▸ WORK INSTRUCTIONS: For the entries that follow, tally the lines holding the string "woman". Give the total and nothing else.

▸ Records excerpted from a collection:

Start of Block

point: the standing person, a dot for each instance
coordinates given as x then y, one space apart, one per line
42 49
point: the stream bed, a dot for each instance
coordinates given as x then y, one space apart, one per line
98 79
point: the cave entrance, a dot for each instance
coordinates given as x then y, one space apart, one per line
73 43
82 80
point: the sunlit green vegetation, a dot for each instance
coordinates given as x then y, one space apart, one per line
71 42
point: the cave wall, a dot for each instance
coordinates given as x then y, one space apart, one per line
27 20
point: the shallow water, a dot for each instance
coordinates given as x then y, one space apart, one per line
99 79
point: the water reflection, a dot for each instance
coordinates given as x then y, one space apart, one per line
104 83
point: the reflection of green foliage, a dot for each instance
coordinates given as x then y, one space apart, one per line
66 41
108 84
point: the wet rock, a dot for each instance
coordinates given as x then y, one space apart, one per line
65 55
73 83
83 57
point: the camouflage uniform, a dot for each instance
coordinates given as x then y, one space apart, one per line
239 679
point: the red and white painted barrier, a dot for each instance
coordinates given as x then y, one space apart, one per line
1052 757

End of Block
Start of Block

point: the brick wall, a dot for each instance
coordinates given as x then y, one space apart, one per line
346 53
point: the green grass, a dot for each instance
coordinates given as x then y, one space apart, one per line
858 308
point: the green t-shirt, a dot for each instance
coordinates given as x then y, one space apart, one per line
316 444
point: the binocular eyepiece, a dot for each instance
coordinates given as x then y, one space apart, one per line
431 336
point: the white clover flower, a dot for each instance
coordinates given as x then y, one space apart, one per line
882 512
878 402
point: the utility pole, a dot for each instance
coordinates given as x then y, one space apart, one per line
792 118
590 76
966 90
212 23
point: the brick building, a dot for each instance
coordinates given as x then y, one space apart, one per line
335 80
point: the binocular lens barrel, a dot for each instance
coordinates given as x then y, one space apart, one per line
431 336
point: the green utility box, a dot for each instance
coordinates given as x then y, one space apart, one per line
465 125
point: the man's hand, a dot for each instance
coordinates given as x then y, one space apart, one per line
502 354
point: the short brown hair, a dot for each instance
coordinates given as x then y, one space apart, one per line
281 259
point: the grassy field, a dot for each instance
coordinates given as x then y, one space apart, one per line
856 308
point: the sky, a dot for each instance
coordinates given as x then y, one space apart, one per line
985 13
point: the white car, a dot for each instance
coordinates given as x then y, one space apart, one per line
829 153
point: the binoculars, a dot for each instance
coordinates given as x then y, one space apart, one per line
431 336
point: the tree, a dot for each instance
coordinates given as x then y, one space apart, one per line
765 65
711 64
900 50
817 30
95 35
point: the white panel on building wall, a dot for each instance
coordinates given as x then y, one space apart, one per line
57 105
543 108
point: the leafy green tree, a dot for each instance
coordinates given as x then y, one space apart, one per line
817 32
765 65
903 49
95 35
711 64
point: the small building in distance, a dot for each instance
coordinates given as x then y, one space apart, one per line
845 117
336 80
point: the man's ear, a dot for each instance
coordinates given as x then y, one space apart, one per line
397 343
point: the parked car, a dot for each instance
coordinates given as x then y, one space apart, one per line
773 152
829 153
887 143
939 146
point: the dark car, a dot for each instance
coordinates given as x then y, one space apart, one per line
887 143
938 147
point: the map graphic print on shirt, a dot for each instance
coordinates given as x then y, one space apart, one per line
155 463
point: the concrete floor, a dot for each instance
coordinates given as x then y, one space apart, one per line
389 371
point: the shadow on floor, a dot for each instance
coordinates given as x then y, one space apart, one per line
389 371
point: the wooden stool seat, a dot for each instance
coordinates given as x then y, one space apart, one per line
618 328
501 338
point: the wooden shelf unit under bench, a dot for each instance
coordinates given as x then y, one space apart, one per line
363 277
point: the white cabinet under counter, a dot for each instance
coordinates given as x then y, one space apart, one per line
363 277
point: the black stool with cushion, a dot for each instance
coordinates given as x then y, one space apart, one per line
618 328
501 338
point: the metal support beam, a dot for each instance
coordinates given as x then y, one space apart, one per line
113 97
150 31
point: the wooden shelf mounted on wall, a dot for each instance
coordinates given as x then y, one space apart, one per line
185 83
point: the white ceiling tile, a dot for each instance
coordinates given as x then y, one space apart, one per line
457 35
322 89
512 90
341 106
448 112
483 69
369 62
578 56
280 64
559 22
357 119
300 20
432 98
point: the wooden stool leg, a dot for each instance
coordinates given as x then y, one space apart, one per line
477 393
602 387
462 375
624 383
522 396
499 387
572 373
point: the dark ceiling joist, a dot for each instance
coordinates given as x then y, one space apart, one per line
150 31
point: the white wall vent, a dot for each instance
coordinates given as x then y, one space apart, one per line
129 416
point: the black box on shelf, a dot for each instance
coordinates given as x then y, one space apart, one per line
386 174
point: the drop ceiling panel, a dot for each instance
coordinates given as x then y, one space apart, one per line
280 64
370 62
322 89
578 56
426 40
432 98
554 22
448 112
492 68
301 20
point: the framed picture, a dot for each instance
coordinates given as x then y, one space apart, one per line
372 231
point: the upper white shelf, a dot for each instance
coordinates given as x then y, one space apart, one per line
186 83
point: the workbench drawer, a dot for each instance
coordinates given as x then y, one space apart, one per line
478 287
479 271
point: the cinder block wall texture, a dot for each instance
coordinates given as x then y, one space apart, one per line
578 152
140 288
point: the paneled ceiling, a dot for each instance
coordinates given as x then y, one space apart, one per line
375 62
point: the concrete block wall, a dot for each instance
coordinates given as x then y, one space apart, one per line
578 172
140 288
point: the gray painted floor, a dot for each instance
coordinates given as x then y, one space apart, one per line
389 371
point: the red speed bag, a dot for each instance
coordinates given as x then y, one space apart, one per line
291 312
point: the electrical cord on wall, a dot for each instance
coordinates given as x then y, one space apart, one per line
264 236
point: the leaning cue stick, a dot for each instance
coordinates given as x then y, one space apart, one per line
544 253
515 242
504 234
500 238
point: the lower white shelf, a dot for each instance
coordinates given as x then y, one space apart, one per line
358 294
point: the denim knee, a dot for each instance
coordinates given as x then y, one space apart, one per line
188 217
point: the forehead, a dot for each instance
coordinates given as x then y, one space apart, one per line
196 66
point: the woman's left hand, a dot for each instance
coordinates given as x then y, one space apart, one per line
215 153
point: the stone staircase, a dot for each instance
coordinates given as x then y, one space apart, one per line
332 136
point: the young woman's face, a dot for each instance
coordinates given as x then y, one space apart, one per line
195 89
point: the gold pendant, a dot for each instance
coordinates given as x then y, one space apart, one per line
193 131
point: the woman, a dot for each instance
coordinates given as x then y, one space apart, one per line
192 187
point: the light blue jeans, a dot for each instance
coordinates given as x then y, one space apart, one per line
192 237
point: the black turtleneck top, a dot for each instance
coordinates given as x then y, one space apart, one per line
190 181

End of Block

▸ EXERCISE OUTPUT: 3